Point annotation dataset records ▸
▽
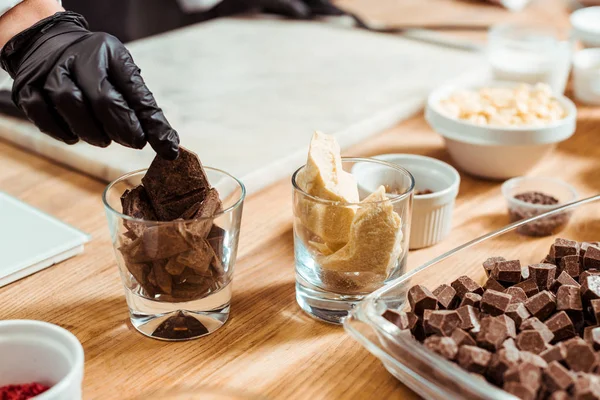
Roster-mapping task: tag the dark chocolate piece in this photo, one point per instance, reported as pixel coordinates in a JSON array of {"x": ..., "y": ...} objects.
[
  {"x": 542, "y": 305},
  {"x": 507, "y": 271},
  {"x": 490, "y": 263},
  {"x": 529, "y": 287},
  {"x": 421, "y": 299},
  {"x": 474, "y": 359},
  {"x": 462, "y": 338},
  {"x": 444, "y": 346},
  {"x": 469, "y": 318},
  {"x": 443, "y": 322},
  {"x": 464, "y": 285},
  {"x": 495, "y": 303},
  {"x": 471, "y": 299},
  {"x": 543, "y": 275},
  {"x": 446, "y": 297},
  {"x": 561, "y": 326},
  {"x": 536, "y": 324},
  {"x": 517, "y": 294},
  {"x": 556, "y": 377},
  {"x": 518, "y": 313}
]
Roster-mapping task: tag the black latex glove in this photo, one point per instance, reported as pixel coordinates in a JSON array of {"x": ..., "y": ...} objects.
[
  {"x": 298, "y": 9},
  {"x": 75, "y": 84}
]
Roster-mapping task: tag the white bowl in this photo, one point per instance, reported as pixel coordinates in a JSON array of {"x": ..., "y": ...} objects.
[
  {"x": 431, "y": 213},
  {"x": 586, "y": 76},
  {"x": 35, "y": 351},
  {"x": 496, "y": 152},
  {"x": 585, "y": 26}
]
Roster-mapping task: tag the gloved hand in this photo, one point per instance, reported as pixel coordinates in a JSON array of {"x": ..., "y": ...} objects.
[
  {"x": 75, "y": 84},
  {"x": 298, "y": 9}
]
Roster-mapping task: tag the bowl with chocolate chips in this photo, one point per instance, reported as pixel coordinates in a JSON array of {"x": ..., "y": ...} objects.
[
  {"x": 175, "y": 229},
  {"x": 500, "y": 317},
  {"x": 530, "y": 196}
]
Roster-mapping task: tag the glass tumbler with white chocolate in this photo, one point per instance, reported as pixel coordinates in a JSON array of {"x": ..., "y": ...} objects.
[
  {"x": 351, "y": 228},
  {"x": 175, "y": 230}
]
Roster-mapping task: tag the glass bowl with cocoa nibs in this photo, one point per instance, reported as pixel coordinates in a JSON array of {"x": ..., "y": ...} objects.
[{"x": 527, "y": 197}]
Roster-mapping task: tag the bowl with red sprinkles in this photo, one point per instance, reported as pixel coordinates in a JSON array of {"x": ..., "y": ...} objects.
[{"x": 39, "y": 360}]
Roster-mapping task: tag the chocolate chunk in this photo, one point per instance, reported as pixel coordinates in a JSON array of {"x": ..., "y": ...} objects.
[
  {"x": 542, "y": 305},
  {"x": 474, "y": 359},
  {"x": 563, "y": 279},
  {"x": 501, "y": 362},
  {"x": 591, "y": 334},
  {"x": 443, "y": 322},
  {"x": 493, "y": 332},
  {"x": 529, "y": 287},
  {"x": 517, "y": 312},
  {"x": 464, "y": 285},
  {"x": 561, "y": 326},
  {"x": 507, "y": 271},
  {"x": 580, "y": 357},
  {"x": 403, "y": 320},
  {"x": 532, "y": 358},
  {"x": 543, "y": 275},
  {"x": 556, "y": 377},
  {"x": 444, "y": 346},
  {"x": 490, "y": 263},
  {"x": 591, "y": 259},
  {"x": 554, "y": 353},
  {"x": 526, "y": 374},
  {"x": 471, "y": 299},
  {"x": 568, "y": 298},
  {"x": 517, "y": 294},
  {"x": 446, "y": 297},
  {"x": 495, "y": 303},
  {"x": 421, "y": 299},
  {"x": 469, "y": 318},
  {"x": 590, "y": 287},
  {"x": 519, "y": 390},
  {"x": 595, "y": 308},
  {"x": 571, "y": 265},
  {"x": 565, "y": 247},
  {"x": 535, "y": 323},
  {"x": 175, "y": 186},
  {"x": 462, "y": 338},
  {"x": 492, "y": 284},
  {"x": 532, "y": 341}
]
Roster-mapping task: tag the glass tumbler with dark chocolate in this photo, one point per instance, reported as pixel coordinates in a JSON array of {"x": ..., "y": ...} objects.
[
  {"x": 176, "y": 267},
  {"x": 350, "y": 233}
]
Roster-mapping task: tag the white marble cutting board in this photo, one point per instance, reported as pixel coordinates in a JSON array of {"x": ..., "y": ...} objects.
[{"x": 246, "y": 94}]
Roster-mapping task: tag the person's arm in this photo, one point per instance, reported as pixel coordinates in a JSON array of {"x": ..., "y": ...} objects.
[{"x": 24, "y": 15}]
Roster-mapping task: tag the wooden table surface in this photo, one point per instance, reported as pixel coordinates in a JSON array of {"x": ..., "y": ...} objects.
[{"x": 269, "y": 346}]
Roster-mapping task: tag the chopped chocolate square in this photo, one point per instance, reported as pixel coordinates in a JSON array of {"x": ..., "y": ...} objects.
[
  {"x": 542, "y": 305},
  {"x": 471, "y": 299},
  {"x": 543, "y": 275},
  {"x": 464, "y": 285},
  {"x": 517, "y": 294},
  {"x": 561, "y": 326},
  {"x": 446, "y": 297},
  {"x": 507, "y": 271},
  {"x": 529, "y": 287},
  {"x": 474, "y": 359},
  {"x": 421, "y": 299},
  {"x": 444, "y": 346}
]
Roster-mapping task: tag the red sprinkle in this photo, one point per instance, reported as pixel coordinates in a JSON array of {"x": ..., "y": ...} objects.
[{"x": 22, "y": 392}]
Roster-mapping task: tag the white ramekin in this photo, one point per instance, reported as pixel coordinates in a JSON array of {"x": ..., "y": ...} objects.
[
  {"x": 586, "y": 76},
  {"x": 497, "y": 152},
  {"x": 431, "y": 213},
  {"x": 585, "y": 26},
  {"x": 35, "y": 351}
]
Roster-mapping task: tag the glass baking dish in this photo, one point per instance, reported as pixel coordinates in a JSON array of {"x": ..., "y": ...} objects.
[{"x": 428, "y": 374}]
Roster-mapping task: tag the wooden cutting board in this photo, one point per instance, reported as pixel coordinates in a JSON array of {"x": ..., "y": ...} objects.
[{"x": 246, "y": 94}]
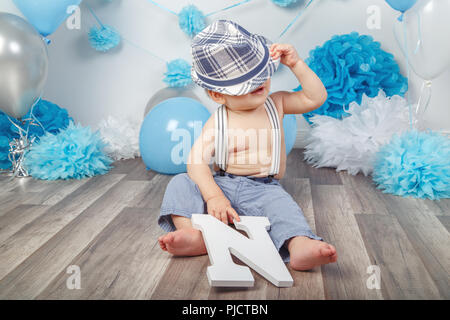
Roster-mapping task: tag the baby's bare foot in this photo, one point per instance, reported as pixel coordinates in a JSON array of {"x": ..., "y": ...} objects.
[
  {"x": 183, "y": 242},
  {"x": 306, "y": 253}
]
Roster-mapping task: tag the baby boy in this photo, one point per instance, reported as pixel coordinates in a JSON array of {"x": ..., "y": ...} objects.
[{"x": 246, "y": 138}]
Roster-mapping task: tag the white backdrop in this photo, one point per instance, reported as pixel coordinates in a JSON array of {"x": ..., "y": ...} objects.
[{"x": 93, "y": 85}]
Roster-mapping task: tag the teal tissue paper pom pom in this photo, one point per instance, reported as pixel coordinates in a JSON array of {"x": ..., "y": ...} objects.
[
  {"x": 191, "y": 20},
  {"x": 284, "y": 3},
  {"x": 73, "y": 153},
  {"x": 350, "y": 66},
  {"x": 44, "y": 114},
  {"x": 415, "y": 164},
  {"x": 103, "y": 38},
  {"x": 178, "y": 73}
]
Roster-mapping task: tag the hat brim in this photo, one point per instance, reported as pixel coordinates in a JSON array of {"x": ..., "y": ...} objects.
[{"x": 247, "y": 86}]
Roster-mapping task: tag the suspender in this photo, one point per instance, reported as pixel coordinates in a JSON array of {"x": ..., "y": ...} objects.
[{"x": 221, "y": 137}]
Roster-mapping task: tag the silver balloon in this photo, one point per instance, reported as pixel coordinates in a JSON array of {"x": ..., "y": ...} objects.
[
  {"x": 167, "y": 93},
  {"x": 23, "y": 65}
]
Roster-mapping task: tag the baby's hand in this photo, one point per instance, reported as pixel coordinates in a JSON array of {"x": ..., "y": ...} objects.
[
  {"x": 220, "y": 207},
  {"x": 287, "y": 52}
]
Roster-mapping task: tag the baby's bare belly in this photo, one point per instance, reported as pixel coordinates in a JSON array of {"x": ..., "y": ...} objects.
[{"x": 257, "y": 164}]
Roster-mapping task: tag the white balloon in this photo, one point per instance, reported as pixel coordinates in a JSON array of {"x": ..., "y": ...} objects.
[{"x": 426, "y": 28}]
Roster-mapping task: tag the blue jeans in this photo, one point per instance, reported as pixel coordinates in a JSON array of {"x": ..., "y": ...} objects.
[{"x": 248, "y": 196}]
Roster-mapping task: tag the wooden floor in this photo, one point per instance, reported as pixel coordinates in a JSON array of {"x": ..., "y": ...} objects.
[{"x": 107, "y": 226}]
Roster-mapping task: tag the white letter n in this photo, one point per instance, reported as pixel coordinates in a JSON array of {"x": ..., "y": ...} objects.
[{"x": 258, "y": 252}]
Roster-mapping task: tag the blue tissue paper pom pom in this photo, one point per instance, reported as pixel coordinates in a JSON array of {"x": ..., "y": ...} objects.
[
  {"x": 49, "y": 115},
  {"x": 74, "y": 152},
  {"x": 191, "y": 20},
  {"x": 415, "y": 164},
  {"x": 104, "y": 38},
  {"x": 7, "y": 134},
  {"x": 178, "y": 73},
  {"x": 284, "y": 3},
  {"x": 349, "y": 66}
]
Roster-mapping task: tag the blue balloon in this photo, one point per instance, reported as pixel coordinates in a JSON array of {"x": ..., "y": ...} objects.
[
  {"x": 45, "y": 15},
  {"x": 401, "y": 5},
  {"x": 168, "y": 133},
  {"x": 290, "y": 131}
]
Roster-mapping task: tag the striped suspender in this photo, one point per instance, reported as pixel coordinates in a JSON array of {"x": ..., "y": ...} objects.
[
  {"x": 276, "y": 136},
  {"x": 221, "y": 137}
]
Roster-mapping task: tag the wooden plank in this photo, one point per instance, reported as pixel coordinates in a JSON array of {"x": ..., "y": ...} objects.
[
  {"x": 31, "y": 277},
  {"x": 124, "y": 166},
  {"x": 402, "y": 273},
  {"x": 445, "y": 220},
  {"x": 307, "y": 284},
  {"x": 438, "y": 207},
  {"x": 123, "y": 262},
  {"x": 10, "y": 200},
  {"x": 428, "y": 236},
  {"x": 364, "y": 196},
  {"x": 28, "y": 239},
  {"x": 50, "y": 193},
  {"x": 15, "y": 219},
  {"x": 184, "y": 278},
  {"x": 335, "y": 222},
  {"x": 154, "y": 194}
]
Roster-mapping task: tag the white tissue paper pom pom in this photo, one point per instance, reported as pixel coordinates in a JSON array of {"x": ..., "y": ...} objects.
[
  {"x": 122, "y": 138},
  {"x": 351, "y": 143}
]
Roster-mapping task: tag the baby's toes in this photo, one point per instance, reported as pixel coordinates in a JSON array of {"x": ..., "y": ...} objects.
[{"x": 326, "y": 251}]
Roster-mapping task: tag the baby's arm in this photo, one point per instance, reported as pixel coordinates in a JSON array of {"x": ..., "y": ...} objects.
[
  {"x": 313, "y": 93},
  {"x": 198, "y": 170}
]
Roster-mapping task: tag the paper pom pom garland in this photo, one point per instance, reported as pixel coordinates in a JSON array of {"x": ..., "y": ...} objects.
[
  {"x": 284, "y": 3},
  {"x": 178, "y": 73},
  {"x": 351, "y": 65},
  {"x": 49, "y": 116},
  {"x": 103, "y": 38},
  {"x": 75, "y": 152},
  {"x": 351, "y": 144},
  {"x": 191, "y": 20},
  {"x": 415, "y": 164},
  {"x": 122, "y": 138}
]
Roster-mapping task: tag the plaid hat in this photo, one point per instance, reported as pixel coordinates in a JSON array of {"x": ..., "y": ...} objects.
[{"x": 229, "y": 59}]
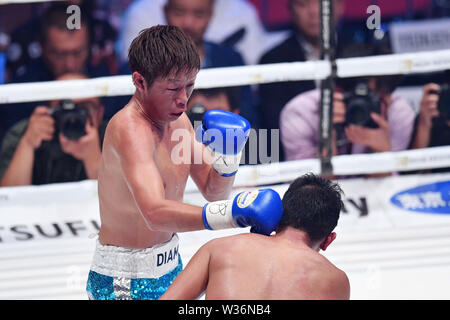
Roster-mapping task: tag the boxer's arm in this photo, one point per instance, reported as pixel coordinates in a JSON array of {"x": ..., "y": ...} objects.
[
  {"x": 192, "y": 281},
  {"x": 212, "y": 185},
  {"x": 135, "y": 149}
]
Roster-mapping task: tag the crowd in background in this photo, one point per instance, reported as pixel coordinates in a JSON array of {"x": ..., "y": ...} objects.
[{"x": 36, "y": 45}]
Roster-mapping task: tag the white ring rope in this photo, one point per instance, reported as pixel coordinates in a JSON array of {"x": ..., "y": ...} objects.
[
  {"x": 235, "y": 76},
  {"x": 355, "y": 164}
]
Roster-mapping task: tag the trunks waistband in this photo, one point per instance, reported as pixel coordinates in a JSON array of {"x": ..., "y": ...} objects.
[{"x": 133, "y": 263}]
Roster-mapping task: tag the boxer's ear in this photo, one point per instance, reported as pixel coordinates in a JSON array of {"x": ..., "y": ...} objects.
[
  {"x": 328, "y": 240},
  {"x": 139, "y": 81}
]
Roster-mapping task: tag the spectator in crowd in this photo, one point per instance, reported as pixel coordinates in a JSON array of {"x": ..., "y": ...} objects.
[
  {"x": 432, "y": 126},
  {"x": 37, "y": 150},
  {"x": 301, "y": 45},
  {"x": 63, "y": 51},
  {"x": 234, "y": 22},
  {"x": 387, "y": 129},
  {"x": 26, "y": 45}
]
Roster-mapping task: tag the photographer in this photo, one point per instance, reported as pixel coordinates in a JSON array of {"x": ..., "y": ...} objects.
[
  {"x": 388, "y": 125},
  {"x": 433, "y": 122},
  {"x": 57, "y": 144},
  {"x": 432, "y": 126}
]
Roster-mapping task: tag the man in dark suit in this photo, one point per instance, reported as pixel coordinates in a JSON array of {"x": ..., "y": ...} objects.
[{"x": 302, "y": 45}]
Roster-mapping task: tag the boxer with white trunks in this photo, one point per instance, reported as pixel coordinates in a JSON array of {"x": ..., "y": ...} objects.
[{"x": 143, "y": 173}]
△
WORK INSTRUCTIONS ▸ Write out exactly the lines from the line holding "Roster-mapping task: tag the photographer" through the last line of the data, and nothing besides those lines.

THE RESULT ▸
Roster-mapping task: tag the photographer in this photo, one point per instance, reported as pixel coordinates in a JSON array of {"x": ..., "y": ...} objects.
[
  {"x": 388, "y": 125},
  {"x": 433, "y": 122},
  {"x": 57, "y": 144},
  {"x": 432, "y": 126}
]
Roster-mapping task: tag the man in dark suit in this photo, one point per instance, reported as pixel coordinates in a JSON array of {"x": ..., "y": ...} objects.
[{"x": 302, "y": 45}]
Roster-mapping task: tag the boxer with white trunks in this photo, one point per instance, reported as pixel coordinates in a JSON array of {"x": ..., "y": ...} objects.
[{"x": 143, "y": 173}]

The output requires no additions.